===== Selected excerpt

In-context learning basically means giving correct examples to AI. Each example that is provided is called shot.
If there is no example in the prompt, it is called zero-shot prompting.
“Summarize this meeting transcript in three bullet points.” (Works fine for basic, low-stakes tasks).
If there are several examples, it is called few-shot prompting. You show the AI what a good output looks like before asking it to do the work.
Instead of hoping the AI guesses your style, you give it a baseline:
Here are examples of my notes vs. the update I want:
Example 1:
Notes: "fixed that annoying login bug, took forever, finally done"
Update: "Resolved a persistent authentication issue that was
blocking user onboarding. Fully deployed and tested."
Example 2:
Notes: "meeting with Sarah about Q3 roadmap, nothing decided yet,
she wants more data"
Update: "Held a roadmap alignment session with Sarah (Q3).

==========
===== Provided information

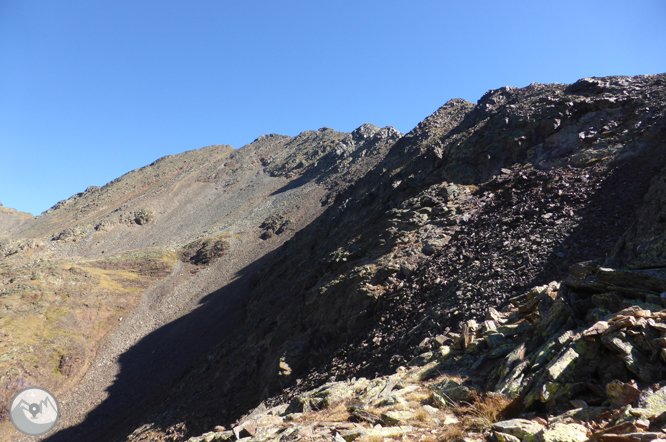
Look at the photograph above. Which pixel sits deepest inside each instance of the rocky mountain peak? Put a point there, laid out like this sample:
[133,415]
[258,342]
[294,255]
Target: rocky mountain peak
[494,274]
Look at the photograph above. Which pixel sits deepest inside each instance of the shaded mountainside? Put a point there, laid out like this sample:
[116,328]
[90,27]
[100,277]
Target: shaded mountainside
[301,275]
[88,279]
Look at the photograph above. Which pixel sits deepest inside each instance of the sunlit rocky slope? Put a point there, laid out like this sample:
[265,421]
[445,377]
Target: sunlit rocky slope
[495,273]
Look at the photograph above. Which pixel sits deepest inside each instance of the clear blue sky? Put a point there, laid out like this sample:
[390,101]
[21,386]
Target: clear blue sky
[90,90]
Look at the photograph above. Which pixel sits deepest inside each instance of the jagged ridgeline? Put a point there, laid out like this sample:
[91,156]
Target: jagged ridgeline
[496,273]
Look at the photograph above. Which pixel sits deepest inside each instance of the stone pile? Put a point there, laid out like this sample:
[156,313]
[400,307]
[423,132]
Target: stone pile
[588,355]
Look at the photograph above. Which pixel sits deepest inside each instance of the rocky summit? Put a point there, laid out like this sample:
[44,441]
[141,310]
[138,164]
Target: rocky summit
[498,273]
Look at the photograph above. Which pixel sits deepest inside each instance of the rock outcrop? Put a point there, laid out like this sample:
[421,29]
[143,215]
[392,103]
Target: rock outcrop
[496,273]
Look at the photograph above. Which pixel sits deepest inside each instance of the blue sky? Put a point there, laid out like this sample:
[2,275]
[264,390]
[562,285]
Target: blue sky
[90,90]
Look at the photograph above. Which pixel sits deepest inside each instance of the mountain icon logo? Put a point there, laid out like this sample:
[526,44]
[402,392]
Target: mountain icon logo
[34,411]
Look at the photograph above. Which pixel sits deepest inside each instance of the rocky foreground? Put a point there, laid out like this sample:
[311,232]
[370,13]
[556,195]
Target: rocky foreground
[459,342]
[498,273]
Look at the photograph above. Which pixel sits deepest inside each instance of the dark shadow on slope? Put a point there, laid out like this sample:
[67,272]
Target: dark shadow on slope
[607,209]
[161,357]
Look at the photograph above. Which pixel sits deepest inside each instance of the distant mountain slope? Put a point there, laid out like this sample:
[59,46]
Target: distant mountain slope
[99,271]
[477,204]
[11,219]
[209,282]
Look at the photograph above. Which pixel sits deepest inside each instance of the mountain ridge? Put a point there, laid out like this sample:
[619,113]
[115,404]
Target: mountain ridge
[331,256]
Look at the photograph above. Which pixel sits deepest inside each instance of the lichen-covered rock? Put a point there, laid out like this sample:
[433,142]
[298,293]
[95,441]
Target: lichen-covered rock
[143,216]
[560,432]
[523,429]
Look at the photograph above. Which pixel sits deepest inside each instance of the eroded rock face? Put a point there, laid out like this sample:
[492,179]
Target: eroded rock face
[515,242]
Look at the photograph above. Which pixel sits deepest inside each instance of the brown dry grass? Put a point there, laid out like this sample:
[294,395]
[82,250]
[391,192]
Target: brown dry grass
[482,411]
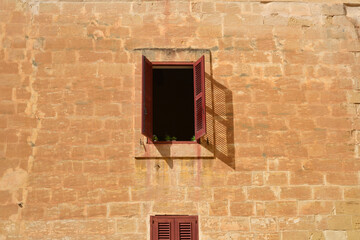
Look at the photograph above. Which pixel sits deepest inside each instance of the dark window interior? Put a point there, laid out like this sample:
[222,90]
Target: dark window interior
[173,103]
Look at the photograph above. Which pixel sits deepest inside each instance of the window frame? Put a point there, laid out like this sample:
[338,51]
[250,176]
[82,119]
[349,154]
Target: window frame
[174,230]
[201,61]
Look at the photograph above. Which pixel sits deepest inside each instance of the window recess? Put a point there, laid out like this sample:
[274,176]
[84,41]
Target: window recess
[173,101]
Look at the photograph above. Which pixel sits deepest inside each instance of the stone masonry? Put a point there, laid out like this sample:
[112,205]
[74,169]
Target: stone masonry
[283,112]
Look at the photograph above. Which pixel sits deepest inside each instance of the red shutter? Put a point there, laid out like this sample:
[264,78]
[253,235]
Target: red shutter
[186,228]
[147,98]
[199,98]
[162,228]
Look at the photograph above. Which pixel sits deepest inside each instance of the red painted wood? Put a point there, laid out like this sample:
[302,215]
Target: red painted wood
[173,63]
[186,228]
[177,227]
[172,142]
[147,98]
[163,228]
[199,98]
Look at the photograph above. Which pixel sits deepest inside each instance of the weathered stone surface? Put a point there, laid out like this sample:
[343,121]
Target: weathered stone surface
[281,156]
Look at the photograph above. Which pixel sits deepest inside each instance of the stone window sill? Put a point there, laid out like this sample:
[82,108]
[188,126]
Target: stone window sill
[173,150]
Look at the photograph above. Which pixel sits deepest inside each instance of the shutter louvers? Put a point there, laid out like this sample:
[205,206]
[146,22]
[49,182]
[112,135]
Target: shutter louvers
[186,228]
[147,98]
[199,97]
[185,231]
[164,231]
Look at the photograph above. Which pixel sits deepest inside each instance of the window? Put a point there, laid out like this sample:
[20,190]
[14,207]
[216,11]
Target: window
[174,227]
[173,104]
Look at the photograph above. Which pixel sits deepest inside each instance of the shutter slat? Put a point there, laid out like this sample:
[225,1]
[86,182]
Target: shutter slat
[199,97]
[147,98]
[185,231]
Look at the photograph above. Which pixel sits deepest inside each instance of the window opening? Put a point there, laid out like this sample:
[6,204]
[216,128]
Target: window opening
[173,104]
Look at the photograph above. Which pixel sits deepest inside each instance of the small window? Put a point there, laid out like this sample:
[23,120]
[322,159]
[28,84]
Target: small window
[174,227]
[173,104]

==========

• To do:
Repeat the part of the text on in-context learning that starts with "In-context learning basically" and goes on through "basic, low-stakes tasks).", keeping every word as it stands.

• Solution to this problem:
In-context learning basically means giving correct examples to AI. Each example that is provided is called shot.
If there is no example in the prompt, it is called zero-shot prompting.
“Summarize this meeting transcript in three bullet points.” (Works fine for basic, low-stakes tasks).